> **Excerpt provided**:

<<<<

The Minnesota Military & Veterans Museum is the principal activity of the Military Historical Society of Minnesota (MHSM), a non-profit educational organization chartered to preserve and explain Minnesota’s military history.  It is federally recognized as a charitable 501(c)(3) organization.  MHSM operates the museum as a public–private partnership in cooperation with the Minnesota Historical Society and the Minnesota National Guard.  The museum, which is open to the general public year-round, is located a few blocks inside the main gate at Camp Ripley, a state-owned  military training center located on the Mississippi River just north of Little Falls in central Minnesota.  The museum is certified by the United States Army Center of Military History although its mission encompasses all branches of service.

Mission
The museum's mission is to document, preserve, and depict the stories and contributions of Minnesotans who served in all branches of service or on the home front—in time of peace and war—from Minnesota's early frontier years to the present.  It seeks to strengthen public understanding of how armed conflicts and military institutions have shaped Minnesota's state and national experience.  It also hopes museum visitors will gain a deeper appreciation for the actions and sacrifices of those who served.

Collections and exhibits
The museum is the largest and most comprehensive repository in Minnesota for military artifacts and records.  The collection holds nearly 35,000 artifacts: uniforms, weapons, equipment, insignia and flags, training aids, and personal items—objects central to the museum's core mission—as well as tanks, aircraft, vehicles, artillery pieces, etc..

The museum reference library on military history contains about 9,000 non-circulating books and pamphlets, including a very large collection of military technical and field manuals.  Special attention is given to materials that specifically relate to the military experiences of Minnesotans and to military units with Minnesota ties.  Paper archives include photographs (about 15,000), personal letters and diaries, scrapbooks, maps, posters, sheet music, periodicals and newspapers, and official correspondence, records, and orders.  Audio-visual materials include films, audio tapes, video tapes, DVDs and CDs.

Permanent exhibits
America at War – The causes, conduct, and consequences of America's major wars since Minnesota statehood in 1858.
State Forces – The story of Minnesota's state armed forces—most notably the National Guard—from pre-Civil War militia days to present-day worldwide deployments.

>>>>

> **Given material**:
<<<<

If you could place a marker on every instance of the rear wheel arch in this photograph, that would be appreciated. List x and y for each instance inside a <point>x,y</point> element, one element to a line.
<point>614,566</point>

>>>>

> **Task prompt**: Carry on the passage about the Minnesota Military & Veterans Museum, starting right after its last sentence.

> **Answer for the task**:
Forts on the Frontier – How Minnesota's early forts and garrisons kept the peace and aided Euro-American colonization of Native American lands in the western regions of the continent.  Special attention is given to Fort Ripley, a U.S. Army outpost on the Mississippi River that existed 1849–1877 within the boundaries of present-day Camp Ripley.
The Arms Room – The development of military small arms in the 19th and 20th centuries.  Pistols and revolvers, rifles and carbines, submachine guns, machine guns, edged weapons, ammunition, and more.
Honors – A tribute to Minnesotans who received the Medal of Honor, plus military decorations past and present.
Story of the Jeep – The fabled American military Jeep and Minnesota's role in its development.  Six representative models are on display, from early World War II until phase-out in the 1980s (open summers only).

Outdoor exhibits
Vehicles, tanks, aircraft, artillery, etc. are on display throughout the museum grounds.  Visitors can step inside a rare 40 & 8 boxcar used to transport American troops and horses in France during World War I, or inspect one of Camp Ripley's ubiquitous “tin huts,” outfitted c. 1965.

Special exhibits
In addition to permanent exhibits, the museum typically presents temporary exhibits on changing topics.  In recent years these have included:
Women in the Ranks
Remembering Pearl Harbor
Airborne!
History of the Minnesota-based 34th Infantry Division 1917–Present
Norwegian-Americans and the 99th Infantry Battalion (Sep) during World War Two
Minnesota in the American Civil War

Facilities
The museum's main building was originally used during the summer at Camp Ripley as a regimental headquarters for the Minnesota National Guard.  Its architecture was inspired by the buildings of Fort Ripley, a 19th-century frontier army post (1849–1877) once located a few miles upriver.  The building was expanded and remodeled in 1986–1987 for exclusive use by the museum.  It still houses most of the museum's exhibits, administrative offices, and the gift shop, but since 1987 several adjacent buildings have also been rehabbed to provide work, storage and exhibit space.  The entire museum complex now covers  and includes nine buildings.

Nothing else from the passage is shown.